◆ Problem to work on ◆
Give back the full listing, exactly as it is.

####

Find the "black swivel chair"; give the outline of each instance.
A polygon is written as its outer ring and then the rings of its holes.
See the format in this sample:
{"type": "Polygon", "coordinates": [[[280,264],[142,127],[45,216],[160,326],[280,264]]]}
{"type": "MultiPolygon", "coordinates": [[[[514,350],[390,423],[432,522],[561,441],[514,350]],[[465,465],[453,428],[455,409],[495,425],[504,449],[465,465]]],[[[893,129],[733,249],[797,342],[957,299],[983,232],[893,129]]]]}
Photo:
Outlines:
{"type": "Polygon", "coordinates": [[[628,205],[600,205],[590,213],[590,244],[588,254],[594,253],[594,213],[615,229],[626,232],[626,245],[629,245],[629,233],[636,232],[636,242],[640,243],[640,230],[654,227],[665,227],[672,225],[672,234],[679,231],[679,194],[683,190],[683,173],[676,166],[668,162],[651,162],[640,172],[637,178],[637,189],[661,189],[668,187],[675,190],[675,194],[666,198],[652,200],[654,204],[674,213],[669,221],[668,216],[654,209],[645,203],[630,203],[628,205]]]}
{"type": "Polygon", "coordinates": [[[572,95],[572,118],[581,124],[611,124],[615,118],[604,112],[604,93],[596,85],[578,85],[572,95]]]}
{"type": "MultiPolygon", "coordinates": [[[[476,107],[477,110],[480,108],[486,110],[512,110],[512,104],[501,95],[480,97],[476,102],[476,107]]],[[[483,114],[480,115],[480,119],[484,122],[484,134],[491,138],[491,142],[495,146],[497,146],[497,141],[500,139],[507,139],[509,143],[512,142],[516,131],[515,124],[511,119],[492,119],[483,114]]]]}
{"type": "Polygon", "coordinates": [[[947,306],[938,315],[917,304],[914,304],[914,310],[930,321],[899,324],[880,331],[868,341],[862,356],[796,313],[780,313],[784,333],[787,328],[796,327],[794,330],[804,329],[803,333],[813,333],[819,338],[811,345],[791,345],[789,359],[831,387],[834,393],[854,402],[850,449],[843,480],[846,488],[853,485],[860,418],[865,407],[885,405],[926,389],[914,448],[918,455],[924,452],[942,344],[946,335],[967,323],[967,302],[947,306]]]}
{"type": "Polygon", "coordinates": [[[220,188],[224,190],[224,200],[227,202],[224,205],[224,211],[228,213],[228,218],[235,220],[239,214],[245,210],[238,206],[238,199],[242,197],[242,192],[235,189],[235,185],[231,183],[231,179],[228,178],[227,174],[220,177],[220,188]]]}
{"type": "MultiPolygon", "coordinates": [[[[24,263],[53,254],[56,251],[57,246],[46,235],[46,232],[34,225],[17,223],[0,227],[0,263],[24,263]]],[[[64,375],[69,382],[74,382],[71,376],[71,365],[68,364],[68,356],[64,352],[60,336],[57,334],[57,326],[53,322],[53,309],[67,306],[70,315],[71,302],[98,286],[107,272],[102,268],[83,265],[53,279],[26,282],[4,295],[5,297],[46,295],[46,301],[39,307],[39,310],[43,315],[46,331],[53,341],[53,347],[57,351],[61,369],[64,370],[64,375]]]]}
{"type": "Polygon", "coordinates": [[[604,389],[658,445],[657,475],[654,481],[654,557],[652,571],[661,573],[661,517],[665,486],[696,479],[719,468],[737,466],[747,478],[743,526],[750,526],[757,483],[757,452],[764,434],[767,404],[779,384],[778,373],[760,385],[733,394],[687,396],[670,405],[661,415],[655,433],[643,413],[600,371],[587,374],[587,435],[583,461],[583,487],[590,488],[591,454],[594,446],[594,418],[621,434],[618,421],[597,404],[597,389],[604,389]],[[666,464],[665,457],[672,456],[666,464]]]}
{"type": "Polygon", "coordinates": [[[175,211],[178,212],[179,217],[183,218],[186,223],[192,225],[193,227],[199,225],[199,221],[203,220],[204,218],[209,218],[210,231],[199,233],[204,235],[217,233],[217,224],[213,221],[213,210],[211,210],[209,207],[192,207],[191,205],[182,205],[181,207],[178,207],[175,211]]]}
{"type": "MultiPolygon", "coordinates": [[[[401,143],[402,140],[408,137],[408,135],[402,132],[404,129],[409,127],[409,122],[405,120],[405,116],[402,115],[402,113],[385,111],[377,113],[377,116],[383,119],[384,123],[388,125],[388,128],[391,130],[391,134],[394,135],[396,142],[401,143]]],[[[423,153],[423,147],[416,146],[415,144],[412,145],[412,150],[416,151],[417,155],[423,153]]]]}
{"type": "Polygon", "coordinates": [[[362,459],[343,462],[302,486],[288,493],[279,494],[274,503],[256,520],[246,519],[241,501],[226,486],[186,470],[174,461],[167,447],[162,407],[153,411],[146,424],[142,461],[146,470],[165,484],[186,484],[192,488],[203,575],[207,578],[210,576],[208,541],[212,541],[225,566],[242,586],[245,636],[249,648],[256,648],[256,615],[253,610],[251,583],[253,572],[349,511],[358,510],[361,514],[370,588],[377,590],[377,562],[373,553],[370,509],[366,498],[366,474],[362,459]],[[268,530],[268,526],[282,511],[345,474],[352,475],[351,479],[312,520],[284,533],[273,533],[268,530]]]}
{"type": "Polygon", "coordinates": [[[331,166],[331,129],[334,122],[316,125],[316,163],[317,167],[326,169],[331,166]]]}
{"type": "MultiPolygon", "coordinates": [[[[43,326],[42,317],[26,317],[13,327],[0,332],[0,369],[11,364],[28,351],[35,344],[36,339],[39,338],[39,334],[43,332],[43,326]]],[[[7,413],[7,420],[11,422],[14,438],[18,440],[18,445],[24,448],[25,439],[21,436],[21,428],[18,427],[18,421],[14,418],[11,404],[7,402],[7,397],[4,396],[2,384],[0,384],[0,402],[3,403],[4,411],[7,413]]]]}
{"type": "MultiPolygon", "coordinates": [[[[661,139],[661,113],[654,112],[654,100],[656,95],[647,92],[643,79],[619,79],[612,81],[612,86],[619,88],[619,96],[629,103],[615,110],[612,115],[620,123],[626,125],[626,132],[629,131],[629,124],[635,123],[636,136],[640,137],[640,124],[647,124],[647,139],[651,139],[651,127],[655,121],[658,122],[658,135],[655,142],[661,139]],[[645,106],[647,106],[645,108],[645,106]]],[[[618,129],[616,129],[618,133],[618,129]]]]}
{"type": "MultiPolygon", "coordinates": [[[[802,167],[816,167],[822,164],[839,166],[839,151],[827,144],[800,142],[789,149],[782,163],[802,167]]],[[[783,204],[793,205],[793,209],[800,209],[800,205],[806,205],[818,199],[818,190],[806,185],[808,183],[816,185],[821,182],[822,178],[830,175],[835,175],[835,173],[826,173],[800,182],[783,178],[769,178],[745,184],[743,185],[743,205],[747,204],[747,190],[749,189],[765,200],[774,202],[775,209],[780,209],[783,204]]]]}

####

◆ Response to the exercise ◆
Find the "black swivel chair"; give the outline of each instance.
A polygon is written as its outer ring and then the rings of its holes.
See the format in this sample:
{"type": "Polygon", "coordinates": [[[280,264],[142,127],[45,216],[160,326],[280,264]]]}
{"type": "MultiPolygon", "coordinates": [[[[514,350],[390,423],[432,522],[561,441],[514,350]],[[465,465],[453,428],[455,409],[495,425],[504,449],[465,465]]],[[[893,129],[733,249],[797,342],[957,299],[983,232],[893,129]]]]}
Photo:
Outlines:
{"type": "Polygon", "coordinates": [[[628,205],[600,205],[590,213],[590,244],[588,254],[594,253],[594,213],[615,229],[626,232],[626,245],[629,245],[629,233],[636,232],[636,242],[640,243],[640,230],[654,227],[665,227],[672,225],[672,234],[679,231],[679,194],[683,190],[683,173],[676,166],[668,162],[651,162],[640,172],[637,178],[637,189],[661,189],[668,187],[675,190],[675,194],[666,198],[652,200],[654,204],[674,213],[669,221],[668,216],[654,209],[645,203],[630,203],[628,205]]]}
{"type": "Polygon", "coordinates": [[[572,95],[572,118],[581,124],[611,124],[615,118],[604,112],[604,93],[596,85],[578,85],[572,95]]]}
{"type": "MultiPolygon", "coordinates": [[[[476,107],[477,110],[480,108],[486,110],[512,110],[512,104],[501,95],[480,97],[476,102],[476,107]]],[[[483,114],[480,115],[480,119],[484,122],[484,134],[491,138],[491,142],[495,146],[497,146],[497,141],[500,139],[507,139],[509,143],[512,142],[516,131],[515,124],[511,119],[492,119],[483,114]]]]}
{"type": "Polygon", "coordinates": [[[947,306],[938,315],[917,304],[914,304],[914,310],[930,321],[899,324],[880,331],[868,341],[862,356],[796,313],[780,313],[784,333],[787,328],[796,327],[794,330],[804,329],[803,333],[813,333],[819,338],[811,345],[791,345],[789,359],[831,387],[834,393],[854,402],[850,449],[843,480],[846,488],[853,485],[860,418],[865,407],[885,405],[926,389],[914,448],[918,455],[924,452],[942,344],[946,335],[967,323],[967,302],[947,306]]]}
{"type": "Polygon", "coordinates": [[[220,188],[224,190],[224,200],[227,202],[224,205],[224,211],[228,213],[228,218],[235,220],[239,214],[245,210],[238,206],[238,199],[242,197],[242,192],[235,189],[235,185],[231,183],[231,179],[228,178],[227,174],[220,177],[220,188]]]}
{"type": "MultiPolygon", "coordinates": [[[[24,263],[53,254],[56,251],[57,246],[46,235],[46,232],[34,225],[17,223],[0,227],[0,263],[24,263]]],[[[64,375],[69,382],[74,382],[71,376],[71,365],[68,364],[68,356],[64,352],[60,336],[57,334],[57,326],[53,322],[53,309],[67,306],[70,315],[71,302],[98,286],[107,272],[102,268],[83,265],[53,279],[26,282],[4,295],[5,297],[46,295],[46,301],[39,307],[39,310],[43,315],[46,331],[53,341],[53,347],[57,351],[61,369],[64,370],[64,375]]]]}
{"type": "Polygon", "coordinates": [[[604,389],[658,445],[657,475],[654,481],[654,557],[652,571],[661,573],[661,517],[665,486],[696,479],[719,468],[737,466],[747,478],[743,526],[750,526],[757,483],[757,452],[764,434],[767,404],[779,384],[778,373],[760,385],[733,394],[687,396],[670,405],[661,415],[655,433],[643,413],[600,371],[587,374],[587,435],[583,461],[583,487],[590,488],[591,454],[594,446],[594,418],[621,434],[618,421],[597,404],[597,389],[604,389]],[[666,464],[665,457],[672,456],[666,464]]]}
{"type": "Polygon", "coordinates": [[[175,211],[178,212],[179,217],[183,218],[186,223],[192,225],[193,227],[199,225],[199,221],[203,220],[204,218],[209,218],[210,231],[199,233],[204,235],[217,233],[217,224],[213,221],[213,210],[211,210],[209,207],[192,207],[191,205],[182,205],[181,207],[178,207],[175,211]]]}
{"type": "MultiPolygon", "coordinates": [[[[401,143],[402,140],[408,137],[408,135],[402,132],[404,129],[409,127],[409,122],[405,120],[405,116],[402,115],[402,113],[385,111],[377,113],[377,116],[383,119],[384,123],[388,125],[388,128],[391,130],[391,134],[394,135],[396,142],[401,143]]],[[[423,153],[423,147],[416,146],[415,144],[412,145],[412,150],[416,151],[417,155],[423,153]]]]}
{"type": "Polygon", "coordinates": [[[362,459],[343,462],[302,486],[288,493],[279,494],[274,503],[256,520],[246,519],[241,501],[226,486],[186,470],[174,461],[167,447],[162,407],[153,411],[146,424],[142,461],[146,470],[165,484],[186,484],[192,488],[203,575],[207,578],[210,576],[208,541],[212,541],[225,566],[242,586],[245,636],[249,648],[256,648],[256,615],[253,610],[251,583],[253,572],[349,511],[358,510],[361,514],[370,588],[377,590],[377,562],[373,553],[370,509],[366,498],[366,474],[362,459]],[[268,530],[268,526],[282,511],[345,474],[352,475],[351,479],[312,520],[284,533],[273,533],[268,530]]]}
{"type": "Polygon", "coordinates": [[[331,166],[331,129],[334,122],[316,125],[316,163],[317,167],[326,169],[331,166]]]}
{"type": "MultiPolygon", "coordinates": [[[[43,326],[42,317],[26,317],[13,327],[0,332],[0,369],[11,364],[28,351],[35,344],[36,339],[39,338],[39,334],[43,332],[43,326]]],[[[7,413],[7,420],[11,422],[14,438],[18,440],[18,445],[24,448],[25,439],[21,436],[21,428],[18,427],[18,421],[14,418],[11,404],[7,402],[7,397],[4,396],[2,384],[0,384],[0,402],[3,403],[4,411],[7,413]]]]}
{"type": "MultiPolygon", "coordinates": [[[[661,139],[661,113],[654,112],[654,100],[656,95],[647,92],[643,79],[619,79],[612,81],[612,86],[619,88],[619,96],[629,103],[615,110],[612,115],[620,123],[626,125],[626,132],[629,131],[629,124],[635,123],[636,136],[640,137],[640,124],[647,124],[647,139],[651,139],[651,127],[655,121],[658,122],[658,135],[655,142],[661,139]],[[645,106],[647,106],[645,108],[645,106]]],[[[618,129],[616,129],[618,133],[618,129]]]]}
{"type": "MultiPolygon", "coordinates": [[[[802,167],[816,167],[822,164],[839,166],[839,151],[827,144],[800,142],[789,149],[782,163],[802,167]]],[[[783,204],[793,205],[793,209],[800,209],[800,205],[806,205],[818,199],[818,190],[806,185],[808,183],[816,185],[821,182],[822,178],[830,175],[835,175],[835,173],[826,173],[800,182],[783,178],[769,178],[745,184],[743,185],[743,205],[747,204],[747,190],[749,189],[765,200],[774,202],[775,209],[780,209],[783,204]]]]}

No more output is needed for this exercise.